§ Work required
Using the records below, write out the line with "the forest floor" and each line after it through the final one, exactly, and only those.

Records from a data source
____

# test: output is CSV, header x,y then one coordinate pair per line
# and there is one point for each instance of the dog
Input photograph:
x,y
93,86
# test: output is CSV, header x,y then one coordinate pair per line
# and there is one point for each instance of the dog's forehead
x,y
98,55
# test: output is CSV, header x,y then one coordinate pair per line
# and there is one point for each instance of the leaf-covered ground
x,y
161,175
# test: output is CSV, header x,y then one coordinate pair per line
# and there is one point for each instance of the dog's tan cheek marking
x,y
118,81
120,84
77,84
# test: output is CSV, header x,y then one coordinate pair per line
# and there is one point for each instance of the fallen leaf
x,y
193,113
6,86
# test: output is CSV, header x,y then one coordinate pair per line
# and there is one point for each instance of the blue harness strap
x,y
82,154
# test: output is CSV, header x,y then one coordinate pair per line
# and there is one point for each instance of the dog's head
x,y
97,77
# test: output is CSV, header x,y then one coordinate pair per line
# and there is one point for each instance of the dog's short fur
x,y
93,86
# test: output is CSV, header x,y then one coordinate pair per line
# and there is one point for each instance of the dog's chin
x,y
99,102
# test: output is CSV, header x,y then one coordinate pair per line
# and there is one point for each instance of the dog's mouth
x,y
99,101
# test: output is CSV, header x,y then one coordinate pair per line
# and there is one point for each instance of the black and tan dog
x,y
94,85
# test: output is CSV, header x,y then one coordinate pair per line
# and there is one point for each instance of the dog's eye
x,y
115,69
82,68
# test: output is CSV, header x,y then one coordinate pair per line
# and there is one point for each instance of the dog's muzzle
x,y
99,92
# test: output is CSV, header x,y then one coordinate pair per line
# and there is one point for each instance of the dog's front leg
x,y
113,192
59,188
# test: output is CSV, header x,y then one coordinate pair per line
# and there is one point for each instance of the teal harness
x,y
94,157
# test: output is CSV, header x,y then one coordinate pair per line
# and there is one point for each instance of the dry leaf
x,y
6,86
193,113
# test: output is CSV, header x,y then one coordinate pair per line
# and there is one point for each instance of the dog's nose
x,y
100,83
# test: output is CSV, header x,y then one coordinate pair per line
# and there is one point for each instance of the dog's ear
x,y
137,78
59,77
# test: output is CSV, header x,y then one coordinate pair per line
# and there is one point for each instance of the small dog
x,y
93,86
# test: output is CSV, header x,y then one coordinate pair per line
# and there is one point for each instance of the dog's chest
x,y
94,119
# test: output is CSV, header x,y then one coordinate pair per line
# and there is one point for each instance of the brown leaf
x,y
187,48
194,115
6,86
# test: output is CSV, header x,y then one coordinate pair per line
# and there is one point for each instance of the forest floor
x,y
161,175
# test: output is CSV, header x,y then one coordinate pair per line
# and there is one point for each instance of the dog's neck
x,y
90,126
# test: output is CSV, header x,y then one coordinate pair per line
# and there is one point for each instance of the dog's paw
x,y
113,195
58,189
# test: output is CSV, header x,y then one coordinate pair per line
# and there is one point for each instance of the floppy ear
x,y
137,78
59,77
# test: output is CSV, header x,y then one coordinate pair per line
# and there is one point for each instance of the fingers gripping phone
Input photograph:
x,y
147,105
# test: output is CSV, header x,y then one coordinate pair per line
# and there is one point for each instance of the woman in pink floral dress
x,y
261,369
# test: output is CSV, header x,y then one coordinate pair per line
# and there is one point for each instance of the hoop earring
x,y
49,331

____

§ Written response
# and there is one point for each instance of the forest floor
x,y
161,175
# test: output is CSV, header x,y then one coordinate pair per line
# and there is one point for each instance of the dog's neck
x,y
90,126
# test: output is CSV, header x,y then one coordinate pair per line
# and there is one point for each instance of the dog's paw
x,y
113,195
58,189
# test: output is CSV, header x,y then one coordinate pair per line
# and there is one point for each instance of the floppy ear
x,y
137,78
59,77
# test: output is CSV, header x,y then one coordinate pair per line
# and there is one point for each instance of the fingers gripping phone
Input photograph:
x,y
147,105
# test: output is CSV, header x,y then one coordinate pair per line
# and there is one point for each instance of the woman in pink floral dress
x,y
261,369
# test: output is CSV, header x,y then one coordinate pair per line
# and there is one point for each instance of the hoop earring
x,y
49,331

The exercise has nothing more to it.